Can’t count, can’t organise – and exceedingly unpleasant, too. Yes, it’s the Brutish McToad

It is nearly twenty years since a BBC driver told me that of all the people he had had to ferry back and forth, Brown – then in opposition where he should have stayed – was among the most obnoxious and bullying.

So in a Sunday Times report today I was pleased to see the Witless Toad described as “brutish.” As to his competence, a former director general of a Whitehall department observed about what happens under his government:

“All the worst bits of policy making come from the centre. It’s these people who think you change the world by publishing a strategy. And you don’t change a thing by publishing a strategy, it makes no difference whatsoever.”

File that under “I told you so”.

The report from which this came is what journalists tend to call “a devastating indictment” of the Toad and all his ways by a phalanx of top Civil Servants. Predictably, the response from the FuhrerToadBunker was “We will obviously study the report with interest. But we do not accept the conclusion.”

I think I’ve quoted Cromwell on this attitude before: “Consider in the bowels of Christ that ye may be wrong.”

Surely it is impossible to make any progress in human affairs without realising you are mistaken. But really astonishes about Brown is his utter incapacity in areas where he should, surely, as a man who was in charge of a nation’s finances for ten years, be impeccable – like doing his sums.

His and the egregious Ed Balls’ recent proposal to give 270,000 of the nation’s poorest families free computers is a typical example of what happens. Forget the fact that right now this country, in greater debt than ever before in its history, should be conserving money, not spending it. Forget the fact that so many of the recipients of his largesse have difficulty in reading and writing, let alone mathematics.

What is really worrying is that his costings would disgrace the average trainee book-keeper. When any idiot knows that a computer can be picked up for £300 – and probably a lot less if you’re buying in bulk, he was proposing to spend over £1,000 a head on this latest vote-catching wheeze.

Just sheer, old-fashioned, witless incompetence.

About the Author

In 2003, the Chartered Institute of Marketing named Drayton one of 50 living individuals who have shaped today’s marketing.

He has worked in 55 countries with many of the world’s greatest brands. These include American Express, Audi, Bentley, British Airways, Cisco, Columbia Business School, Deutsche Post, Ford, IBM, McKinsey, Mercedes, Microsoft, Nestle, Philips, Procter & Gamble, Toyota, Unilever, Visa and Volkswagen.

Drayton has helped sell everything from Airbus planes to Peppa Pig. His book, Commonsense Direct and Digital Marketing, out in 17 languages, has been the UK’s best seller on the subject every year since 1982. He has also run his own businesses in the U.K., Portugal and Malaysia.

He was a main board member of the Ogilvy Group, a founding member of the Superbrands Organisation, one of the first eight Honorary Fellows of the Institute of Direct Marketing and one of the first three people named to the Hall of Fame of the Direct Marketing Association of India. He has also been given Lifetime Achievement Awards by the Caples Organisation in New York and Early To Rise in Florida.

8 Comments

  1. Drayton,

    Well, couldn't agree with you more about the loathsome Brown.

**Rows:**
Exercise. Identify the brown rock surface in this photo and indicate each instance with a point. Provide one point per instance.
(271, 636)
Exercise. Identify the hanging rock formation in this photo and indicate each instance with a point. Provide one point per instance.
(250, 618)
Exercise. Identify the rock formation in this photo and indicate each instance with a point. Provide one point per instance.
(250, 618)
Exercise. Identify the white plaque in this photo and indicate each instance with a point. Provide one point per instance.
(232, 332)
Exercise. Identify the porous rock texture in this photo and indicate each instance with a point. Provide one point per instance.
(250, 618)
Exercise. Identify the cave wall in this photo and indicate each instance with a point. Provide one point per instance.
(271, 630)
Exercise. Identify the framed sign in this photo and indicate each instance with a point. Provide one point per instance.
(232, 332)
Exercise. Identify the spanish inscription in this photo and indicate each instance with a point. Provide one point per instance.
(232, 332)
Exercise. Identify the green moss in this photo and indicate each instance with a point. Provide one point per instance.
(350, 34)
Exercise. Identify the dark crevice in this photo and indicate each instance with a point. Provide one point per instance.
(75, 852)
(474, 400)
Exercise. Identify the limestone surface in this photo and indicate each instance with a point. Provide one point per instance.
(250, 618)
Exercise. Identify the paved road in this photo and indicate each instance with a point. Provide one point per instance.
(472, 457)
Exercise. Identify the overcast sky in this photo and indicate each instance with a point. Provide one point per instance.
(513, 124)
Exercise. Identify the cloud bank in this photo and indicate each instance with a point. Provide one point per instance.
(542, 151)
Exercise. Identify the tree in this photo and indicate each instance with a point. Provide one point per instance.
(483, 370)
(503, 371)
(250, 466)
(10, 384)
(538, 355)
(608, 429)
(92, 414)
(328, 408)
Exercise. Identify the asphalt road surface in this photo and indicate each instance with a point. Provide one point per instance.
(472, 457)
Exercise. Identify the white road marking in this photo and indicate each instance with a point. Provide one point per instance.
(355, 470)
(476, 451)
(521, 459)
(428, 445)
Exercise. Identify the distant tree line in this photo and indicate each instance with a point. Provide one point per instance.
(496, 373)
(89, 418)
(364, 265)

**Short task:** Return the post about Brown word for word from "His and the" to "old-fashioned, witless incompetence.".

**Worked answer:**
His and the egregious Ed Balls’ recent proposal to give 270,000 of the nation’s poorest families free computers is a typical example of what happens. Forget the fact that right now this country, in greater debt than ever before in its history, should be conserving money, not spending it. Forget the fact that so many of the recipients of his largesse have difficulty in reading and writing, let alone mathematics.

What is really worrying is that his costings would disgrace the average trainee book-keeper. When any idiot knows that a computer can be picked up for £300 – and probably a lot less if you’re buying in bulk, he was proposing to spend over £1,000 a head on this latest vote-catching wheeze.

Just sheer, old-fashioned, witless incompetence.